[Begin]
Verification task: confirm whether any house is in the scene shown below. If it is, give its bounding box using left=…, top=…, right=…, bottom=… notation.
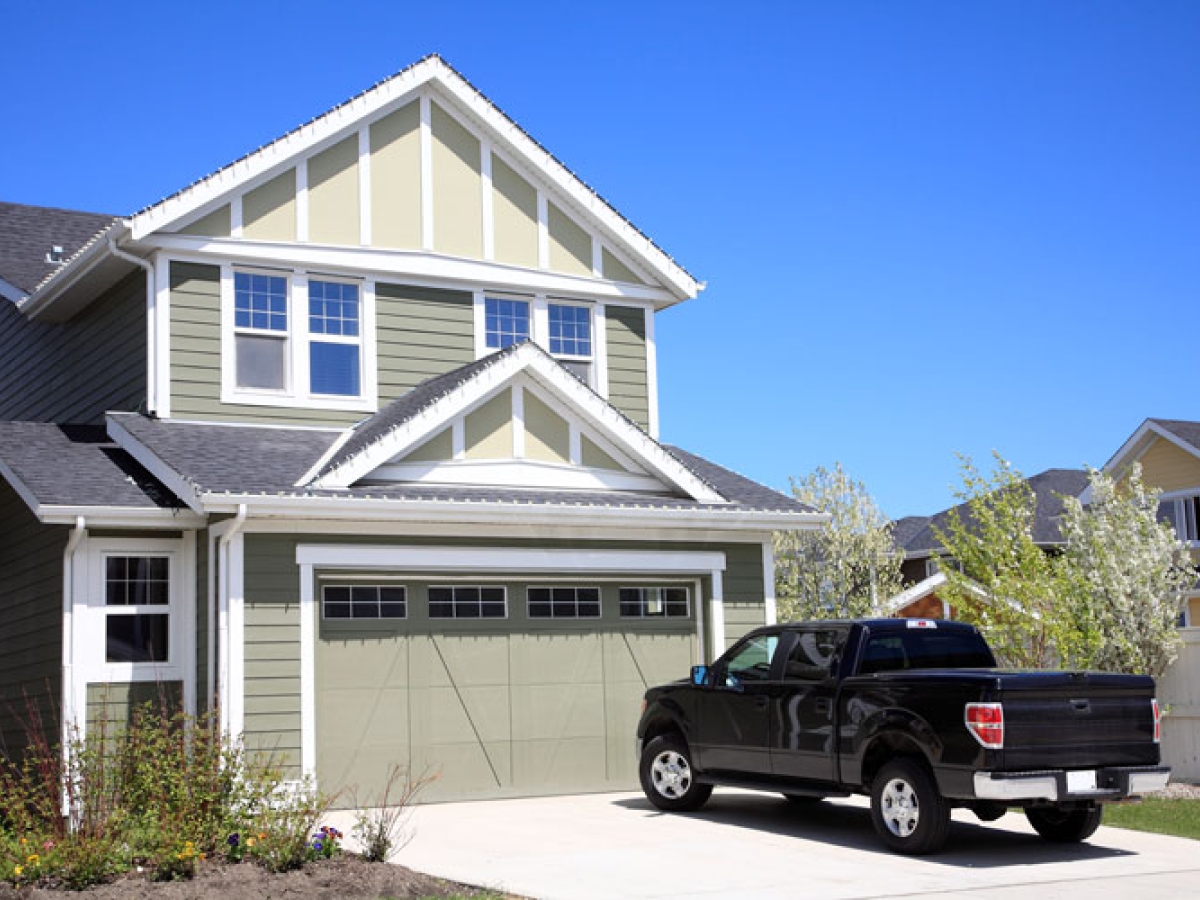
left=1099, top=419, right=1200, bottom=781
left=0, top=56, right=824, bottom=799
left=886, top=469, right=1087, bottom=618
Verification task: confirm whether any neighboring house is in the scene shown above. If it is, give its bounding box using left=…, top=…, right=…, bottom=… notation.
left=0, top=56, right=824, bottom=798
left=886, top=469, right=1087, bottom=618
[End]
[Begin]
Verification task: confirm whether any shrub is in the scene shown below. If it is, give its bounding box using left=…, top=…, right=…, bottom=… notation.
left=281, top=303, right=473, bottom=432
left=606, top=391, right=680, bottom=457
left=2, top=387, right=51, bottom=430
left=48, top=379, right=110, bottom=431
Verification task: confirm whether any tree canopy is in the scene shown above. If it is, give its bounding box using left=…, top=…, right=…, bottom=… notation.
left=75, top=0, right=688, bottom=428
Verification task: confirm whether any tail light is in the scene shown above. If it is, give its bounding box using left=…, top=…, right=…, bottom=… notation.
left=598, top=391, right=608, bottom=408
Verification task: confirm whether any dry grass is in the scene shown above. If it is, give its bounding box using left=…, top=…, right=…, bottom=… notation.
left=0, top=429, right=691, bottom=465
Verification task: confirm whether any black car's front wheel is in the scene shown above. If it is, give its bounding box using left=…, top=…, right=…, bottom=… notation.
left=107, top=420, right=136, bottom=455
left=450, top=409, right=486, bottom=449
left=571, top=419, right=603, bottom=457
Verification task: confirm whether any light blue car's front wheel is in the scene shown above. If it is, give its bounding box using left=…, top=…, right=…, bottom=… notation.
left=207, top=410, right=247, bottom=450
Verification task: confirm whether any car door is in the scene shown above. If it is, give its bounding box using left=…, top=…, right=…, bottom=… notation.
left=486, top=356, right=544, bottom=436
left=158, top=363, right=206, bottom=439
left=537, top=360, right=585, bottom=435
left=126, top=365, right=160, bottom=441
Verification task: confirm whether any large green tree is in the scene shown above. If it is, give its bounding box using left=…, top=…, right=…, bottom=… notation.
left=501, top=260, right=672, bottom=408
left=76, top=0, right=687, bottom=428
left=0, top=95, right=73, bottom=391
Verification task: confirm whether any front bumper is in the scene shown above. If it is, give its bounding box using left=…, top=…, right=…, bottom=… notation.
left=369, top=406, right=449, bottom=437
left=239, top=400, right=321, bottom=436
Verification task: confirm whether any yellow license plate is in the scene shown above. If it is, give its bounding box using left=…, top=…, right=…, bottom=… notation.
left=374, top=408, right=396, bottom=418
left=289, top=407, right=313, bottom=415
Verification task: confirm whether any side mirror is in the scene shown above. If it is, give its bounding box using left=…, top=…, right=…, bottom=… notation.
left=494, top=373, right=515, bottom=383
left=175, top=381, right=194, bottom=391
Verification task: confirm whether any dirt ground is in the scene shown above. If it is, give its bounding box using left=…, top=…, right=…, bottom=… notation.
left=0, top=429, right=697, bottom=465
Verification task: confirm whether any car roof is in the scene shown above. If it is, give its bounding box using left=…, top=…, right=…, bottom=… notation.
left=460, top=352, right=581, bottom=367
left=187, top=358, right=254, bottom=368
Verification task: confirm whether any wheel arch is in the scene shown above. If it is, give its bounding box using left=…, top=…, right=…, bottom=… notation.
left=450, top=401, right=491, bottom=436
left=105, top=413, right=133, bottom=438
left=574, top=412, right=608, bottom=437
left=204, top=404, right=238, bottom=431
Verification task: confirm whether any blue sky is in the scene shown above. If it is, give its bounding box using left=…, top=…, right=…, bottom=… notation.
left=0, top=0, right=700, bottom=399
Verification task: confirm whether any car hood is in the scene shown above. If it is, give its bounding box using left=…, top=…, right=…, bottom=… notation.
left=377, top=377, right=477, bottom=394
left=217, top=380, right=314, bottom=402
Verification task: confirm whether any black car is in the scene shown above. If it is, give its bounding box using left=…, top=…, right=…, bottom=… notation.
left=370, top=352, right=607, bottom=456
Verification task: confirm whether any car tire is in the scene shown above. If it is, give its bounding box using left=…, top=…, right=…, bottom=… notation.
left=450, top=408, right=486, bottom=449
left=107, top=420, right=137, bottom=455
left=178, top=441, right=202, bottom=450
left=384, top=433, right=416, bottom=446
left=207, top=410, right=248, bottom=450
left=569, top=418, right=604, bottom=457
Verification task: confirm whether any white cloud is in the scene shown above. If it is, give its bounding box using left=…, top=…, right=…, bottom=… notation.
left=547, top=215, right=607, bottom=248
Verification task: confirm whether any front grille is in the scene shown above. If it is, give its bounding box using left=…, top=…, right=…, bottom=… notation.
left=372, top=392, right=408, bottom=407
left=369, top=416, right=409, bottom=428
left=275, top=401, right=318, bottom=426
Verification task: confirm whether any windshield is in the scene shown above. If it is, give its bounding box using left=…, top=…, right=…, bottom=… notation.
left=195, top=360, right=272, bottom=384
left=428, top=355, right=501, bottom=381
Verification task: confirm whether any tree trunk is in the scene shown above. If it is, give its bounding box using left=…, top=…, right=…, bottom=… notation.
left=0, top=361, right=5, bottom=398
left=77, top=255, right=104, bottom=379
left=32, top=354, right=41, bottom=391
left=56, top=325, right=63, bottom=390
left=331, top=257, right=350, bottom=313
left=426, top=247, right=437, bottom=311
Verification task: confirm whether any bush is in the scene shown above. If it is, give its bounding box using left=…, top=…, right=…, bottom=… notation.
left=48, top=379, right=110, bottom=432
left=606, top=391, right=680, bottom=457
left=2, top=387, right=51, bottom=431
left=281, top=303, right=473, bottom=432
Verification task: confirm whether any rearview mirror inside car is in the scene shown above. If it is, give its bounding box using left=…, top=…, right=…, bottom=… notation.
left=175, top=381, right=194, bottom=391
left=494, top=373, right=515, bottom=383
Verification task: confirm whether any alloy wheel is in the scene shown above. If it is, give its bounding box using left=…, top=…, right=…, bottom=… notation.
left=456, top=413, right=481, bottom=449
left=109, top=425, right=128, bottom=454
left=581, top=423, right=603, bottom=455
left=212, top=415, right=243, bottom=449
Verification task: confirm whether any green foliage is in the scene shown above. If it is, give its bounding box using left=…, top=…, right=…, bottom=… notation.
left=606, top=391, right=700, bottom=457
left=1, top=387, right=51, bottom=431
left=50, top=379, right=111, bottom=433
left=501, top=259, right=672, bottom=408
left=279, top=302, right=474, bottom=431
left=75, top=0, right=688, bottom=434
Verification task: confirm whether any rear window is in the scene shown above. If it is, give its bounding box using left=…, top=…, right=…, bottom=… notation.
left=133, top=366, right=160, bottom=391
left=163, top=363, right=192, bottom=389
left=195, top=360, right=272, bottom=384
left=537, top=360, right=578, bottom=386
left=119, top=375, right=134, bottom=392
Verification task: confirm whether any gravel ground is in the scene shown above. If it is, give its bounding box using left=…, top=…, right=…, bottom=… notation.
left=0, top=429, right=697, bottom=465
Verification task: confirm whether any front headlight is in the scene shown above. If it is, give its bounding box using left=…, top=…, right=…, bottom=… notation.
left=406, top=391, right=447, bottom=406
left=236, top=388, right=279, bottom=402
[End]
Your instructions —
Collect every line of the items above that contains the word "black", and copy each one out. Case counts.

Correct response —
Verification task: confirm whether any black car's front wheel is in the scene shown above. If it is, give its bounding box using left=…, top=…, right=…, bottom=… notation.
Verification task: confirm whether any black car is in the scene shown above. If it is, give its bounding box using left=…, top=…, right=…, bottom=… notation.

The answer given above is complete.